## Items
+++

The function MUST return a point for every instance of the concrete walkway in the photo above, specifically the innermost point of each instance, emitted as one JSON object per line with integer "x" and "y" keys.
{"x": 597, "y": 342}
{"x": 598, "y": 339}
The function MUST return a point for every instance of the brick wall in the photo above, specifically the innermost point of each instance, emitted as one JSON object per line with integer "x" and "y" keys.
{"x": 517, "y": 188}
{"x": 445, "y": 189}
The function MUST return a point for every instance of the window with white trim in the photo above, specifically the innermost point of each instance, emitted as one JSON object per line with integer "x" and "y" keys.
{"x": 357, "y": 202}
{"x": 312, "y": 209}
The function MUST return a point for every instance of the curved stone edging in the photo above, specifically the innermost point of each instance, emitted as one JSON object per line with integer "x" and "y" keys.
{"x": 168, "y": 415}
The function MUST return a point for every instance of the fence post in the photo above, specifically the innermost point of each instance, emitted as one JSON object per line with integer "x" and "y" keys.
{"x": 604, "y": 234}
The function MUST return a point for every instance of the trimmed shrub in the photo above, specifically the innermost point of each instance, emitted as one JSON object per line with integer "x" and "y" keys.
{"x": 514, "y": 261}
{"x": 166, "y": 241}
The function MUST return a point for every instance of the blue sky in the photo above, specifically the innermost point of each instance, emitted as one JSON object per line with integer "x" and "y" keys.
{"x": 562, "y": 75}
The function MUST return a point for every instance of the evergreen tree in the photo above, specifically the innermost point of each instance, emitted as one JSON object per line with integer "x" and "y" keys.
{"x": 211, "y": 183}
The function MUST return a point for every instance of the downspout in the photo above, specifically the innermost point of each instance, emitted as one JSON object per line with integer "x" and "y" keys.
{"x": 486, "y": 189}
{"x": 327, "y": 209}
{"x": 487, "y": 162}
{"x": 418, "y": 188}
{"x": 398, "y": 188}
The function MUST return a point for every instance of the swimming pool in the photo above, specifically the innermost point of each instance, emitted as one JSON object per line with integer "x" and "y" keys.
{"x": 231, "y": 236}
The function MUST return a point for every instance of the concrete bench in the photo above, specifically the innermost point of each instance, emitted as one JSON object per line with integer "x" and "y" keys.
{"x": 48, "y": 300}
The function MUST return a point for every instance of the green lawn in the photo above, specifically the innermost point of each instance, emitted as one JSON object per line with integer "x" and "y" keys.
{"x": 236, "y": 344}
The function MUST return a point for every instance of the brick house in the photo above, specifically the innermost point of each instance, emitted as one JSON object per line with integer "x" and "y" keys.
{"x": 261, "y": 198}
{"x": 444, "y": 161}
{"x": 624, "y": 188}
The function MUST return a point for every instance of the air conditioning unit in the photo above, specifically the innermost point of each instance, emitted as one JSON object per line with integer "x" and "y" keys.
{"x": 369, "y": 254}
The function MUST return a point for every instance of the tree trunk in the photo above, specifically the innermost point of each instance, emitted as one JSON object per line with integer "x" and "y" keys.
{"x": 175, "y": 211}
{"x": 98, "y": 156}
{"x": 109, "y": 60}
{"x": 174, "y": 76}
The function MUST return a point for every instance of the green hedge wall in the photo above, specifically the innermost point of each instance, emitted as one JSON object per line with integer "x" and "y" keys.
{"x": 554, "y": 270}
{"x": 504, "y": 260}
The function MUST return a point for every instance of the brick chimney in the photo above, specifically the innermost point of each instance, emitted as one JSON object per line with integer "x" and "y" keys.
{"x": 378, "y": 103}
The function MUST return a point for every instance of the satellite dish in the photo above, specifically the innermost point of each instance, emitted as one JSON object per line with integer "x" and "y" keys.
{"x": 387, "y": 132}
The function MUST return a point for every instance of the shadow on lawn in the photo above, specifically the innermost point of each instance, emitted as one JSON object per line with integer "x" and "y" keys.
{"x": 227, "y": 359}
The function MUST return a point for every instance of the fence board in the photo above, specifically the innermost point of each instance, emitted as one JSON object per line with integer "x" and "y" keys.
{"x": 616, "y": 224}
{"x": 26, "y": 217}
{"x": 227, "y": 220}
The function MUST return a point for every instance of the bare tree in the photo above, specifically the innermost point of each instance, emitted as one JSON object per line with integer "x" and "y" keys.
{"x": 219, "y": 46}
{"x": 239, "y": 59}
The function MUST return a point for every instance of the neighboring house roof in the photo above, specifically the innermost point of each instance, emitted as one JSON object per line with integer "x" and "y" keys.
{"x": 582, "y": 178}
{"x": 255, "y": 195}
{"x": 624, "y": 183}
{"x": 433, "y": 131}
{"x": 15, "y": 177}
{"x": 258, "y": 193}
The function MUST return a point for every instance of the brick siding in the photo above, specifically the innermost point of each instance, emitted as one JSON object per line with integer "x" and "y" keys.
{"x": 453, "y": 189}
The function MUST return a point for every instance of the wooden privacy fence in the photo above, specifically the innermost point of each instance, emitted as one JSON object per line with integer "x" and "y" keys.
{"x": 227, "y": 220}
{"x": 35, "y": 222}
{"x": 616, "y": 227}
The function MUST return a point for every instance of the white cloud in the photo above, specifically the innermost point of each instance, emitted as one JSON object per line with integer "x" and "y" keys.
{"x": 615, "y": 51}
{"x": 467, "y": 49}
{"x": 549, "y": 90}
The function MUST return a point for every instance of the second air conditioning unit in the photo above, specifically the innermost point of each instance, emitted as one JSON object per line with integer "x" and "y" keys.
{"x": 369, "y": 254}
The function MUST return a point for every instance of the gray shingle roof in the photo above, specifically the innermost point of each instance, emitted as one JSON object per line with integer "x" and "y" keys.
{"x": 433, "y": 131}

+++

## Required task
Turn the records above into a Markdown table with two columns, Row and Line. Give each line of the records its own numbered row, and skip blank lines.

## Output of the task
| Row | Line |
|---|---|
| 1 | The function MUST return a point for every instance of the concrete walkway in the photo above, specifically the innermost point of each instance, emitted as one JSON object per line with integer "x" and "y" keys. |
| 2 | {"x": 597, "y": 342} |
| 3 | {"x": 598, "y": 339} |
| 4 | The function MUST return a point for every instance of the brick wall in the photo above, specifically the innermost point of each instance, emitted as one JSON object per line with integer "x" and "y" keys. |
| 5 | {"x": 517, "y": 188} |
| 6 | {"x": 445, "y": 189} |
| 7 | The function MUST return a point for every instance of the window with white trim in the photo above, specifically the innermost point of each instance, emitted as one JSON object per line with integer "x" and "y" keys. |
| 8 | {"x": 357, "y": 202} |
| 9 | {"x": 312, "y": 209} |
| 10 | The function MUST return a point for every instance of the curved stone edging in the photo above, specifically the innermost point of each instance, emitted as one JSON object per line with integer "x" and "y" keys. |
| 11 | {"x": 168, "y": 415} |
| 12 | The function MUST return a point for every instance of the fence post in the photo above, specifically the innermost point of each instance, emitted as one JSON object per line with integer "x" and "y" keys. |
| 13 | {"x": 604, "y": 234} |
| 14 | The function MUST return a point for every instance of the trimmed shrub in the photo above, specifically the innermost point of each instance, emitted as one JSON object per line with integer "x" and "y" keys. |
| 15 | {"x": 514, "y": 261} |
| 16 | {"x": 166, "y": 241} |
| 17 | The function MUST return a point for every instance of the blue sky in the photo above, specifically the innermost point of each instance, emitted as one JSON object per line with integer "x" and "y" keys. |
| 18 | {"x": 562, "y": 75} |
| 19 | The function MUST return a point for every instance of the evergreen tree in the photo above, specifically the innermost point of each instance, emitted as one JSON object per line with integer "x" and "y" keys. |
| 20 | {"x": 211, "y": 183} |
| 21 | The function MUST return a point for every instance of the downspout in the photo above, specifically the innermost point of each instance, emitted as one JSON object per line with integer "x" and "y" keys. |
| 22 | {"x": 486, "y": 189} |
| 23 | {"x": 327, "y": 209} |
| 24 | {"x": 487, "y": 162} |
| 25 | {"x": 418, "y": 188} |
| 26 | {"x": 398, "y": 188} |
| 27 | The function MUST return a point for every instance of the swimming pool in the photo above, specifically the innermost point of each instance, emitted as one JSON object per line with integer "x" and "y" keys. |
| 28 | {"x": 231, "y": 236} |
| 29 | The function MUST return a point for every instance of the concrete bench in the photo above, specifically the innermost point of each instance, emitted as one JSON object per line with integer "x" and "y" keys. |
| 30 | {"x": 48, "y": 300} |
| 31 | The function MUST return a point for every instance of the green lawn in the photo above, specifically the innermost point of each instance, emitted as one JSON object per line with integer "x" and "y" keys. |
| 32 | {"x": 236, "y": 344} |
| 33 | The function MUST return a point for every instance of the brick house in the photo above, specifically the innermost point of each instance, emitted as one JSON object per line with integer "x" and "y" keys. |
| 34 | {"x": 261, "y": 198} |
| 35 | {"x": 444, "y": 161} |
| 36 | {"x": 624, "y": 188} |
| 37 | The function MUST return a point for every instance of the air conditioning unit in the photo above, specifically the innermost point of each instance, emitted as one JSON object per line with integer "x" and "y" keys. |
| 38 | {"x": 369, "y": 254} |
| 39 | The function MUST return a point for every instance of the tree trunk in the photo above, specifically the innermost point of each instance, emitted as one JSON object per line with integer "x" and "y" keys. |
| 40 | {"x": 175, "y": 211} |
| 41 | {"x": 98, "y": 156} |
| 42 | {"x": 109, "y": 60} |
| 43 | {"x": 174, "y": 76} |
| 44 | The function MUST return a point for every instance of the green hedge wall in the photo above, specifically the innermost point of each instance, emitted as one JSON object per line with integer "x" and "y" keys. |
| 45 | {"x": 554, "y": 270} |
| 46 | {"x": 504, "y": 260} |
| 47 | The function MUST return a point for every instance of the brick chimney in the photo above, specifically the innermost point of each instance, emitted as one JSON object per line with integer "x" and "y" keys. |
| 48 | {"x": 378, "y": 103} |
| 49 | The function MUST return a point for every instance of the satellite dish in the photo above, specifically the innermost point of each instance, emitted as one JSON object per line with integer "x" and "y" keys. |
| 50 | {"x": 387, "y": 132} |
| 51 | The function MUST return a point for every instance of the shadow on lawn in the photo above, specifically the innermost point of each instance, emitted as one JSON object per line with integer "x" and "y" keys. |
| 52 | {"x": 227, "y": 359} |
| 53 | The function MUST return a point for every instance of the fence board in the photo above, specifically the innermost point of each instance, emitted as one JSON object per line with integer "x" and "y" keys. |
| 54 | {"x": 616, "y": 224} |
| 55 | {"x": 26, "y": 217} |
| 56 | {"x": 227, "y": 220} |
| 57 | The function MUST return a point for every instance of the bare tree in the photo above, specifically the innermost point of each instance, emitted as one JSON object per line with integer "x" and "y" keys. |
| 58 | {"x": 219, "y": 46} |
| 59 | {"x": 239, "y": 59} |
| 60 | The function MUST return a point for every instance of the neighboring house roof in the photo above, specifically the innermost point of each instance, emitted as one JSON object per line with integer "x" and "y" keys. |
| 61 | {"x": 582, "y": 178} |
| 62 | {"x": 255, "y": 195} |
| 63 | {"x": 624, "y": 183} |
| 64 | {"x": 433, "y": 131} |
| 65 | {"x": 15, "y": 177} |
| 66 | {"x": 258, "y": 193} |
| 67 | The function MUST return a point for every instance of the brick siding in the photo above, specifically the innermost point of each instance, emitted as one JSON object per line with integer "x" and "y" keys. |
| 68 | {"x": 453, "y": 189} |
| 69 | The function MUST return a point for every instance of the wooden privacy fence in the photo above, specifically the innermost point of each instance, emitted as one JSON object per line with integer "x" and "y" keys. |
| 70 | {"x": 227, "y": 220} |
| 71 | {"x": 35, "y": 222} |
| 72 | {"x": 616, "y": 227} |
| 73 | The function MUST return a point for every instance of the white cloud in the photo above, specifically the innermost point of each instance, emitted as one JSON object per line with integer "x" and "y" keys. |
| 74 | {"x": 615, "y": 51} |
| 75 | {"x": 467, "y": 49} |
| 76 | {"x": 549, "y": 90} |
| 77 | The function MUST return a point for every instance of the second air conditioning unit in the photo above, specifically the innermost point of each instance, emitted as one JSON object per line with integer "x" and "y" keys. |
| 78 | {"x": 369, "y": 254} |
| 79 | The function MUST return a point for every instance of the gray shingle roof in the photo above, specifically the innermost point of each instance, emitted as one JSON object per line with integer "x" and "y" keys. |
| 80 | {"x": 433, "y": 131} |